* **WHAT YOU WILL DO**:
A. Write out the stretch of the tilapia recipe text from "I come from" through "get my point.".
B. Please condense the paragraph of the tilapia recipe text beginning "Well this is a terrific" into a short bulleted list that keeps its main facts.

* **TEXT TO READ**:
══════════
Baked Tilapia with Cheese Sauce

I come from the mindset of cheese makes almost everything better.  Don’t like broccoli? Put cheese on it!  Don’t like cauliflower?  Put cheese on it!  You think fries are bland?  Put cheese on them!  Oh your baked potato is tasteless?  Put cheese on it!  I think you get my point.

Well this is a terrific Weight Watchers recipe for delicious tilapia.  And really, they could’ve stopped there.  But in case you want something to take this tilapia over the top, well now you can make your own cheese sauce as well.  Seriously, even though the fish is just coated in breadcrumbs and baked, it’s still really good.  I used Italian Breadcrumbs to give it a tad more seasoning, but you don’t have to.  So if you’re looking for an easy baked fish recipe, look no further.  The cheese sauce is really just a delightful addition to liven it up.  It makes for a nice contrast in textures, as well.
══════════
* **DATA SHOWN**:
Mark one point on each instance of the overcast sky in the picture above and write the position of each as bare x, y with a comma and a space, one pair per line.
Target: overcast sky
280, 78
══════════
* **SOLUTIONS FOR EACH TASK**:
A.
I come from the mindset of cheese makes almost everything better.  Don’t like broccoli? Put cheese on it!  Don’t like cauliflower?  Put cheese on it!  You think fries are bland?  Put cheese on them!  Oh your baked potato is tasteless?  Put cheese on it!  I think you get my point.

B.
- It is a Weight Watchers recipe for tilapia.
- The fish is coated in breadcrumbs and baked, and it is good on its own.
- Italian breadcrumbs add a little more seasoning but are optional.
- It is an easy baked fish recipe.
- A homemade cheese sauce can take it over the top, liven it up, and add a contrast in textures.